(EXTRACT PROVIDED):
[Start of Attachment]

Fine Tuning My Interoception Sense

Yesterday was a curious day and I find myself thinking about it this morning. Here is what happened, after eating a good breakfast:

(Click the link, if you want to learn how to calculate smart points)

I was very satisfied for a really long time. I kept myself pretty busy throughout the day doing errands and such. I wasn’t aware of my hunger again until 3:00 p.m. I prepared another meal of foods to pick on – an orange, 1/3 cup of shelled pistachios, and a leftover meatloaf muffin. After eating I realized I was still hungry so I ate 7 tortilla chips, Yes, I could have had some vegetables or some other lower-point option but I didn’t feel like washing, peeling, or chopping.

At 6:30 dinnertime rolled around and I ordered a thin-crust pizza and salad with chicken. The restaurant had included that pizza dough bread. I had a small slice, of pizza (I should have weighed it) a lot of salad and a piece of bread. When I looked down at my plate, I realized, there was more food on my dish than I needed.

Connecting Body & Mind

I started this morning browsing the internet for information about hunger cues, and my search led me to a term I wasn’t familiar with: interoception. What did that mean? It turns out Interoception is one of our senses and it helps us understand and feel what’s going on inside the body. So if you feel your heart beating, or are hot or cold it is your Interoceptive sense at work…

Facinating!“Fascinating!” By the way, I am a big fan of Strange New Worlds check it out on Paramount Plus if you’re into Star Trek.

As it turns out this sense is what signals awareness of internal hunger cues. This makes me also think about mindful eating – it’s an attempt to get in touch with this sense. Great, I just need to fine-tune my interceptive hunger to eat more mindfully. Well, hold on, it’s not so simple,, there are 11 dimensions of interoceptive hunger that are highly idiosyncratic. So if I understand this, it means the perception of interoceptive hunger is contextual to each of us. It’s complex, and the researchers set out to answer the questions:

  1. Are hunger sensations multidimensional?

[End of Attachment]

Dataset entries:
[Start of Attachment]

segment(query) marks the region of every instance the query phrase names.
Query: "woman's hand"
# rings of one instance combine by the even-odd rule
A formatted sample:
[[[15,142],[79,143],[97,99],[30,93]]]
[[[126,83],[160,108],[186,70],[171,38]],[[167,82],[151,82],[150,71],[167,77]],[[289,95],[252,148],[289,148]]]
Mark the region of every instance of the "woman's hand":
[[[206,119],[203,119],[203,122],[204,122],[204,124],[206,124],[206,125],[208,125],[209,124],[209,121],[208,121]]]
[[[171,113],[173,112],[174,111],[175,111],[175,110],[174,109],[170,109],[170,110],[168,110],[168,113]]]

[End of Attachment]

(WORK TO COMPLETE): Revise the post on interoception between "At 6:30 dinnertime" and "than I needed.", inclusive, putting "deep-dish" in place of "thin-crust".

(SOLUTION):
At 6:30 dinnertime rolled around and I ordered a deep-dish pizza and salad with chicken. The restaurant had included that pizza dough bread. I had a small slice, of pizza (I should have weighed it) a lot of salad and a piece of bread. When I looked down at my plate, I realized, there was more food on my dish than I needed.